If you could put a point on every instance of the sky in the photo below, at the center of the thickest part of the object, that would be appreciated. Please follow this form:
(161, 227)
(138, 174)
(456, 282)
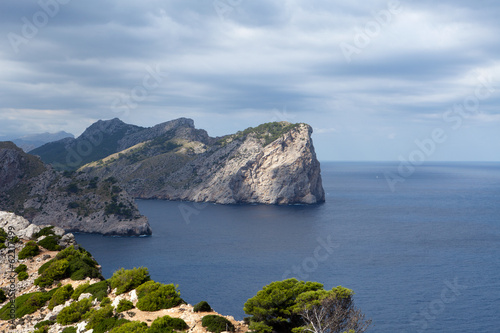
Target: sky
(377, 80)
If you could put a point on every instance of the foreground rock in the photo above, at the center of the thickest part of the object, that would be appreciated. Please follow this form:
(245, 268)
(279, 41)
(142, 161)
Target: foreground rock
(74, 202)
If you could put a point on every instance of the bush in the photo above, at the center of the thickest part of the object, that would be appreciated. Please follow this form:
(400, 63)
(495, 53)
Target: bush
(29, 250)
(168, 323)
(74, 312)
(43, 326)
(79, 290)
(217, 324)
(50, 243)
(61, 296)
(80, 265)
(22, 276)
(3, 298)
(26, 304)
(47, 231)
(57, 270)
(94, 317)
(202, 307)
(99, 290)
(124, 305)
(21, 268)
(154, 296)
(131, 327)
(126, 280)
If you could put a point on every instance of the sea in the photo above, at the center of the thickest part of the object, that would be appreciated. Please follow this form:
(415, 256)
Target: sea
(420, 249)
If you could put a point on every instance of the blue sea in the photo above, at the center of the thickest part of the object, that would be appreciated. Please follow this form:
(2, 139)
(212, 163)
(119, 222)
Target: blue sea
(422, 256)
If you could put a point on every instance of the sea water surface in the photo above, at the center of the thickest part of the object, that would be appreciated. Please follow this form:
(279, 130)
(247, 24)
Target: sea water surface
(422, 258)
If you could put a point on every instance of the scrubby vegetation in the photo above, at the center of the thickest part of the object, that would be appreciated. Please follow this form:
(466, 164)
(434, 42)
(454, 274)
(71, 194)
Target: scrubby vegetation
(154, 296)
(167, 324)
(217, 324)
(50, 243)
(21, 271)
(60, 296)
(126, 280)
(29, 250)
(203, 306)
(267, 132)
(76, 264)
(298, 306)
(27, 304)
(3, 298)
(124, 305)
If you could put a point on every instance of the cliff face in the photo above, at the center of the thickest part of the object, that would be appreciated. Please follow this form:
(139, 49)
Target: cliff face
(74, 202)
(273, 164)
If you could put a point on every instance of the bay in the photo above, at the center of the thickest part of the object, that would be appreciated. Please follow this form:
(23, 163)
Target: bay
(421, 256)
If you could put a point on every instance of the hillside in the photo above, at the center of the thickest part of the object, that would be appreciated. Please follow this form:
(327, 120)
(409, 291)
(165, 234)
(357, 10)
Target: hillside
(59, 288)
(72, 201)
(273, 163)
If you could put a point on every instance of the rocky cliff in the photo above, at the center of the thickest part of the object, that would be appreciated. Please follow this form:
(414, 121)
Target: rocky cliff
(72, 201)
(274, 163)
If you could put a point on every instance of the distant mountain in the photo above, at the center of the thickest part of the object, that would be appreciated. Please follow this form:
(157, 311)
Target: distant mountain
(72, 201)
(98, 141)
(30, 142)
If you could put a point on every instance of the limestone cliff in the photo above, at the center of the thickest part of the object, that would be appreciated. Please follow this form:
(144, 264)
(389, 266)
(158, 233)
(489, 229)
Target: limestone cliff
(75, 202)
(273, 163)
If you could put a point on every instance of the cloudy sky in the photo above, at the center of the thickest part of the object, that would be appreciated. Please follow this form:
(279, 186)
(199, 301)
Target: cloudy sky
(377, 80)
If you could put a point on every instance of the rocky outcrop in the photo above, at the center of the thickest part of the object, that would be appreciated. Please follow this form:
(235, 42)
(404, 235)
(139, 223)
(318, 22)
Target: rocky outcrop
(74, 202)
(272, 164)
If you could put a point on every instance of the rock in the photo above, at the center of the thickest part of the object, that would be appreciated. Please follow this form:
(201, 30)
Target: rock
(84, 295)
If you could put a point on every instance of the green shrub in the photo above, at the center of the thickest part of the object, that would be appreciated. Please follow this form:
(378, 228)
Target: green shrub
(45, 323)
(74, 312)
(168, 323)
(105, 301)
(108, 324)
(57, 270)
(217, 324)
(131, 327)
(47, 231)
(79, 290)
(124, 305)
(26, 304)
(50, 243)
(22, 276)
(61, 296)
(126, 280)
(99, 290)
(29, 250)
(94, 317)
(3, 298)
(202, 307)
(21, 268)
(154, 296)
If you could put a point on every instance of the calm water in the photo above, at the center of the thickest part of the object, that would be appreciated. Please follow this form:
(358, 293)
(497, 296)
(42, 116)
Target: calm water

__YOUR ASSIGNMENT__
Each entry above should be reproduced exactly, with the pictures removed.

__REPLY__
If you could put a point on every instance of the sky in the photo below, at the center of the thickest part of the object, that would be appreciated. Please follow this form:
(161, 227)
(138, 174)
(456, 282)
Target: sky
(377, 80)
If you could put a point on every instance of the foreground rock in the photo above, at the center of the thickest part of the object, that would be appreciated. Please follow this form:
(245, 268)
(279, 41)
(142, 161)
Target: foreground rock
(74, 202)
If you could put a point on every instance of the bush in the photo above, at the center of the thickest part of the object, that would be appreciated. Please follow this form:
(400, 63)
(495, 53)
Target: bush
(29, 250)
(168, 323)
(74, 312)
(43, 326)
(79, 290)
(217, 324)
(50, 243)
(61, 296)
(80, 265)
(22, 276)
(3, 298)
(26, 304)
(47, 231)
(57, 270)
(94, 317)
(202, 307)
(99, 290)
(124, 305)
(21, 268)
(154, 296)
(131, 327)
(126, 280)
If you could put a point on every instance of the sea in the photo above, at the center of the thickest part of the object, that would be appreciated. Please follow this form:
(415, 256)
Target: sea
(420, 249)
If you could put a point on every instance of the blue sea in the photo above, at the center of the thickest part of the object, that would be appreciated. Please follow this form:
(2, 139)
(212, 163)
(119, 222)
Target: blue sea
(422, 256)
If you could put a point on every instance of the sea water surface in the photo above, at the center of the thickest part of the object, that would be appreciated. Please follow this form:
(279, 130)
(247, 24)
Target: sea water surface
(422, 258)
If you could put a point on every instance of the scrubby vegetation in the photo above, at the center of the thickest part of the object, that would be appreciated. Please follow this form:
(466, 164)
(434, 42)
(454, 274)
(71, 194)
Target: scrubby vegetation
(154, 296)
(167, 324)
(217, 324)
(50, 243)
(21, 271)
(60, 296)
(126, 280)
(29, 250)
(203, 306)
(267, 132)
(76, 264)
(298, 306)
(27, 304)
(3, 298)
(124, 305)
If you could put a point on every instance of the cliff face in the photo above, at the center of the thickest part of the object, that would be appreciated. Please follow this form:
(139, 49)
Target: cliff face
(74, 202)
(273, 164)
If you could put a point on every instance of the bay in the photo above, at the center of the thickest part of the object, that would be appreciated. Please follow this form:
(23, 163)
Target: bay
(421, 256)
If you could put a point on every instance of the hillside in the photo above, at the center of the thickest part of the object, that would be appreciated. Please follow this form:
(327, 120)
(409, 291)
(165, 234)
(357, 10)
Target: hillside
(59, 288)
(72, 201)
(273, 163)
If you could put a point on every instance of the rocky cliff in the photo above, at the center of the thickest part of the object, that would be appreciated. Please follow this form:
(414, 121)
Target: rocky cliff
(72, 201)
(274, 163)
If you could put a point on every instance of the distant mountain in the photo above, at the center of the thickest part of the object, that would be appreciated. Please follow this form:
(157, 311)
Target: distant mountain
(72, 201)
(98, 141)
(30, 142)
If you could put a point on every instance of the limestone cliff in the photo above, at the center of the thickest part of the object, that would be appreciated. Please follow this form:
(144, 264)
(389, 266)
(158, 233)
(489, 229)
Target: limestone cliff
(75, 202)
(273, 163)
If you could put a point on every instance of the cloudy sky in the photo above, at the center of the thickest part of the object, that would be appreciated. Please follow this form:
(279, 186)
(199, 301)
Target: cloudy sky
(377, 80)
If you could put a point on every instance of the rocky outcrop in the photo above, at the center of the thickest part of the object, that would be appreciated. Please follow this form:
(235, 42)
(404, 235)
(139, 223)
(318, 22)
Target: rocky outcrop
(74, 202)
(272, 164)
If you could put a point on every instance of the rock in the photo above, at the center of the thickest part of the object, that would be appreciated. Please follow this form:
(201, 30)
Target: rock
(84, 295)
If you could put a point on every instance of the green shrub in the photo above, at the center of the thickest part of the object, that would be appreciated. Please follow this form:
(378, 228)
Target: green shrub
(45, 323)
(74, 312)
(168, 323)
(105, 301)
(108, 324)
(57, 270)
(217, 324)
(131, 327)
(47, 231)
(79, 290)
(124, 305)
(26, 304)
(50, 243)
(22, 276)
(61, 296)
(126, 280)
(99, 290)
(29, 250)
(94, 317)
(3, 298)
(202, 307)
(21, 268)
(154, 296)
If you could put a point on every instance of the calm water in the photo above, at the center of the thickest part of the object, that would be appreciated. Please follow this form:
(358, 293)
(497, 296)
(42, 116)
Target: calm water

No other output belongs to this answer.